An Introduction to the package OSNMTF

Xiaoyao Yin

2019-11-24

This vignette presents the OSNMTF,which implements a noval framework named orthogonal sparse non-negative matrix tri-factorization (OSNMTF) to conduct bi-clustering in R. The objective is to provide an implementation of the proposed method, which is designed to obtain cancer subtyping, gene set functional enrichemnt and subtype specific drug target identification. It was achived by factorizing the data matrix (e.g. mRNA data with each row as a sample) into the row coefficient matrix, the association matrix and the column coefficient matrix. Orthogonal constraints was introduced to improve the interpretability and rank the importance of genes. Sparsity constraint was introduced to meet the prior knowledge that each cancer subtype should be related to only a few gene sets.

Installation

The latest stable version of the package can be installed from any CRAN repository mirror:

#Install
install.packages('OSNMTF')
#Load
library(OSNMTF)

The latest development version is available from https://cran.r-project.org/package=OSNMTF and may be downloaded from there and installed manually:

install.packages('/path/to/file/OSNMTF.tar.gz',repos=NULL,type="source")

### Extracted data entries
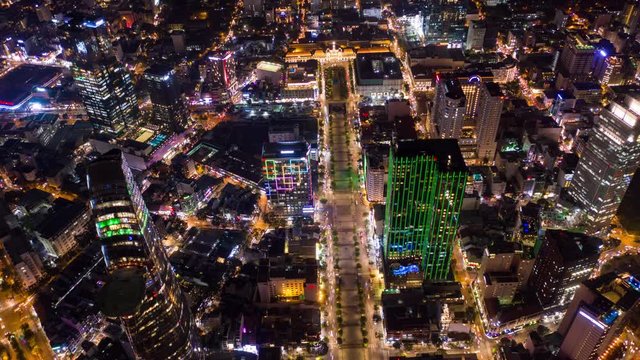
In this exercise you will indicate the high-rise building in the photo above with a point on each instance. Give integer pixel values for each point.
(608, 162)
(600, 317)
(221, 70)
(107, 93)
(609, 70)
(169, 107)
(630, 16)
(475, 35)
(576, 58)
(287, 178)
(489, 111)
(375, 165)
(563, 261)
(444, 22)
(86, 39)
(449, 108)
(142, 291)
(425, 188)
(105, 85)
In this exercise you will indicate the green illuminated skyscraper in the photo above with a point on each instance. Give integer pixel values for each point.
(424, 195)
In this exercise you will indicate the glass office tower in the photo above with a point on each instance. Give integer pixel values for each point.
(424, 194)
(142, 291)
(287, 178)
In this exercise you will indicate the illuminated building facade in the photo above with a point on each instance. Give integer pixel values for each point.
(221, 70)
(600, 314)
(576, 58)
(445, 22)
(564, 260)
(108, 95)
(449, 108)
(608, 162)
(142, 291)
(425, 188)
(86, 39)
(287, 178)
(490, 104)
(609, 71)
(105, 85)
(375, 165)
(169, 107)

### Activity list
**A.** According to the OSNMTF vignette, which constraint was introduced so that each cancer subtype relates to only a few gene sets?
**B.** List all the matrices into which the OSNMTF vignette says the data matrix is factorized.
**C.** Reproduce the part of the OSNMTF vignette that begins at the words "An Introduction to" and stops after the words "few gene sets.".
This data was drawn from a separate source.

### Solutions in order
**A.** A sparsity constraint.

**B.**
- the row coefficient matrix
- the association matrix
- the column coefficient matrix

**C.**
An Introduction to the package OSNMTF

Xiaoyao Yin

2019-11-24

This vignette presents the OSNMTF,which implements a noval framework named orthogonal sparse non-negative matrix tri-factorization (OSNMTF) to conduct bi-clustering in R. The objective is to provide an implementation of the proposed method, which is designed to obtain cancer subtyping, gene set functional enrichemnt and subtype specific drug target identification. It was achived by factorizing the data matrix (e.g. mRNA data with each row as a sample) into the row coefficient matrix, the association matrix and the column coefficient matrix. Orthogonal constraints was introduced to improve the interpretability and rank the importance of genes. Sparsity constraint was introduced to meet the prior knowledge that each cancer subtype should be related to only a few gene sets.